### Records provided
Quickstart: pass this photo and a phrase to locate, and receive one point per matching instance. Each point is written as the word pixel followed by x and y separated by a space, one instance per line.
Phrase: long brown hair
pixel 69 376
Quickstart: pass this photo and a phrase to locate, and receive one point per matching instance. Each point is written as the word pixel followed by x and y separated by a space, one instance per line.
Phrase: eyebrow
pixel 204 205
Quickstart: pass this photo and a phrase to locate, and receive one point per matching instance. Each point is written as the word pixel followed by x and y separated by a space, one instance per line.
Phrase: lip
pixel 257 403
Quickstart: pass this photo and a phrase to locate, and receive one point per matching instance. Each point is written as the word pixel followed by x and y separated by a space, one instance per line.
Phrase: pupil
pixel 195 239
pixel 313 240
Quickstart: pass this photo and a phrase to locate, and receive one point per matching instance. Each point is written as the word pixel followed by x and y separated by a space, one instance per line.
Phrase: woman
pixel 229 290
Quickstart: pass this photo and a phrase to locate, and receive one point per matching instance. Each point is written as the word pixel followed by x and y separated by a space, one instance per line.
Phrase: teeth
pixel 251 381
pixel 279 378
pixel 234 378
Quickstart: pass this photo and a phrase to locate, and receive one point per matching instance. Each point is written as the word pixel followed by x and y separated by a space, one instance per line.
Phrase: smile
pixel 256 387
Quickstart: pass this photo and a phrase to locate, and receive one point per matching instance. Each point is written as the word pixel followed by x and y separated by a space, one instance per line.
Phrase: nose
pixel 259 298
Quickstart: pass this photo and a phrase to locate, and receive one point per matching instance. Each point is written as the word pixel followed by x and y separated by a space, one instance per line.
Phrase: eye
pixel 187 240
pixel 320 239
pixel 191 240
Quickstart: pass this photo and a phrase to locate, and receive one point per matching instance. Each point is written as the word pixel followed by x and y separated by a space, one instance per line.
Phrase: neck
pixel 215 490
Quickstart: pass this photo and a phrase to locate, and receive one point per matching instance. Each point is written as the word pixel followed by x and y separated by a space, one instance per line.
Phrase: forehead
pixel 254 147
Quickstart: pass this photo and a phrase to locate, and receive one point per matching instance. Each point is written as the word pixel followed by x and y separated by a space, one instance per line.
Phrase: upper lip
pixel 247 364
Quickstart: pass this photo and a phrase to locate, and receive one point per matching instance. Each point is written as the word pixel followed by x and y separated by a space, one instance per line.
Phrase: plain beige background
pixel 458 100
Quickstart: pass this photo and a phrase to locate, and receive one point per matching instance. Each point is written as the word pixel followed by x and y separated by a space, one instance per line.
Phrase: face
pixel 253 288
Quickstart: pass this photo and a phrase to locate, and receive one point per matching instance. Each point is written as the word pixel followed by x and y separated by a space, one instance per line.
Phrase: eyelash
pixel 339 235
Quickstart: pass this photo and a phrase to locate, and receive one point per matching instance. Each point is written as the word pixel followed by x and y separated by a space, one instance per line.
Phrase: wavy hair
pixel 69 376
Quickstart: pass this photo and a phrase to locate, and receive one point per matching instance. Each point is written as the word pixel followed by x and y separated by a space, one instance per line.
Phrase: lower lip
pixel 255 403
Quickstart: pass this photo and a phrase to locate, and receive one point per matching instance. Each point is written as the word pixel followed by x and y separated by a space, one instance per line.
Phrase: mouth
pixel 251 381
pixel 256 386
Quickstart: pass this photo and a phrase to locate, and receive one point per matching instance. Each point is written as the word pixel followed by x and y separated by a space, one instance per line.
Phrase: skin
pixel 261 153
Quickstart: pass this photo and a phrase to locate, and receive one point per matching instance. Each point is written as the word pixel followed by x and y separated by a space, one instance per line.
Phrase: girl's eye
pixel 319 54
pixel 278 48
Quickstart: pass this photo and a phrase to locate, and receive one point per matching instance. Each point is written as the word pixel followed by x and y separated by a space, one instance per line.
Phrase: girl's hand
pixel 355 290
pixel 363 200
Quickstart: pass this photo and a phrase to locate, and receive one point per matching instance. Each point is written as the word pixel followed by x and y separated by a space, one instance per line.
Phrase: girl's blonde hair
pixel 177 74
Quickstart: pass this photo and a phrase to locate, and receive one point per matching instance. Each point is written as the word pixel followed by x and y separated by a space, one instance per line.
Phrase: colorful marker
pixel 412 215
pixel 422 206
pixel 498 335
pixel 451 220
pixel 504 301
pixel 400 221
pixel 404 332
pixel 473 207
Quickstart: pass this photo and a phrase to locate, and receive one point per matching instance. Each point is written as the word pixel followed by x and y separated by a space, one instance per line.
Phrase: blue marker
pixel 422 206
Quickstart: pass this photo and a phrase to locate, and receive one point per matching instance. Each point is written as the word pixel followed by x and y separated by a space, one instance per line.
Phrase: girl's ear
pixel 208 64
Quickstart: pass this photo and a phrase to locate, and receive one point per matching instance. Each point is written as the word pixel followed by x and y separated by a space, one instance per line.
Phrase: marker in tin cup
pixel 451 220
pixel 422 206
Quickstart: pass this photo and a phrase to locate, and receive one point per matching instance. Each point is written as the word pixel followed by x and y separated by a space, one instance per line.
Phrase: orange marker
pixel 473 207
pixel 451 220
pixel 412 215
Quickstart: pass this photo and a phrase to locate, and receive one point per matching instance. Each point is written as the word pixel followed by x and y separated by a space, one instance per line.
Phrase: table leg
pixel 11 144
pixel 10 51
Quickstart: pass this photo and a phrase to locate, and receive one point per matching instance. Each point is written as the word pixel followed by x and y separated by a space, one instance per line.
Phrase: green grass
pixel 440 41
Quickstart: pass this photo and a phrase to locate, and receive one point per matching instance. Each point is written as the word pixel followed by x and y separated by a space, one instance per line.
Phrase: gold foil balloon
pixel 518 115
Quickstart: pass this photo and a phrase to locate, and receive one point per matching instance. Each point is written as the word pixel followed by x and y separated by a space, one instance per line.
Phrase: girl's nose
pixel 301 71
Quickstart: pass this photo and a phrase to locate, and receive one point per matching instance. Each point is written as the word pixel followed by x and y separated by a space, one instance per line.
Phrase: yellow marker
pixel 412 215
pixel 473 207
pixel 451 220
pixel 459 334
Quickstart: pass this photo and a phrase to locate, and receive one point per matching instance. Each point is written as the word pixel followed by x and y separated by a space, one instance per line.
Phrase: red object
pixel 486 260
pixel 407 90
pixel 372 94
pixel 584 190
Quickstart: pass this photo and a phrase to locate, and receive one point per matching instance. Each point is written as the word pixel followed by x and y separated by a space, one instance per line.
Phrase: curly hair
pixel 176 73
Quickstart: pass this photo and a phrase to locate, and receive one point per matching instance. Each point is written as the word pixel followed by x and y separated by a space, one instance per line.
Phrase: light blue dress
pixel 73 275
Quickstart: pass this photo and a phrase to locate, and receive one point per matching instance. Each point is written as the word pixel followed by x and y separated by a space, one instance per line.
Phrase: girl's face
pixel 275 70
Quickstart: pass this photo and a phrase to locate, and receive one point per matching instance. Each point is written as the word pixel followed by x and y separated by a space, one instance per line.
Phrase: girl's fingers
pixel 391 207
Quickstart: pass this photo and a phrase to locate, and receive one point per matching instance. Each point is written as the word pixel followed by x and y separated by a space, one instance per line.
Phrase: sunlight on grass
######
Work to complete: Turn the items above, from the first one through the line containing "pixel 191 240", into a two-column CSV with the headers input and output. Give one row per item, placing its text and its answer each in a single quoted field with any line breaks replaced by spaces.

Task output:
input,output
"Quickstart: pass this photo and a phrase to locate, and receive one point per matching instance. Each point is written as the word pixel followed by x and y separated by a space, one instance per line. Phrase: long brown hair","pixel 69 376"
"Quickstart: pass this photo and a phrase to locate, and receive one point per matching instance. Each point is written as the word pixel followed by x and y separated by a space, one instance per line. Phrase: eyebrow","pixel 204 205"
"Quickstart: pass this photo and a phrase to locate, and receive one point per matching instance. Each point is written as the word pixel followed by x and y separated by a space, one instance per line. Phrase: lip","pixel 257 403"
"Quickstart: pass this photo and a phrase to locate, and receive one point per matching instance. Each point is written as the word pixel followed by x and y separated by a space, one instance per line. Phrase: pupil","pixel 195 239 pixel 313 240"
"Quickstart: pass this photo and a phrase to locate, and receive one point per matching instance. Each point is written as the word pixel followed by x and y separated by a space, one instance per line. Phrase: woman","pixel 229 290"
"Quickstart: pass this photo and a phrase to locate, and receive one point per matching instance. Each point is written as the word pixel followed by x and y separated by a space, one instance per line. Phrase: teeth","pixel 251 381 pixel 279 378 pixel 234 378"
"Quickstart: pass this photo and a phrase to locate, and receive one point per matching instance. Each point is written as the word pixel followed by x and y separated by a space, one instance per line. Phrase: smile","pixel 256 387"
"Quickstart: pass this photo and a phrase to locate, and receive one point per matching instance. Each point is written as the word pixel followed by x and y separated by a space, one instance per line. Phrase: nose","pixel 259 298"
"Quickstart: pass this photo and a phrase to locate, and receive one point per matching instance. Each point is written as the word pixel followed by x and y separated by a space, one instance per line. Phrase: eye","pixel 187 240 pixel 320 239 pixel 191 240"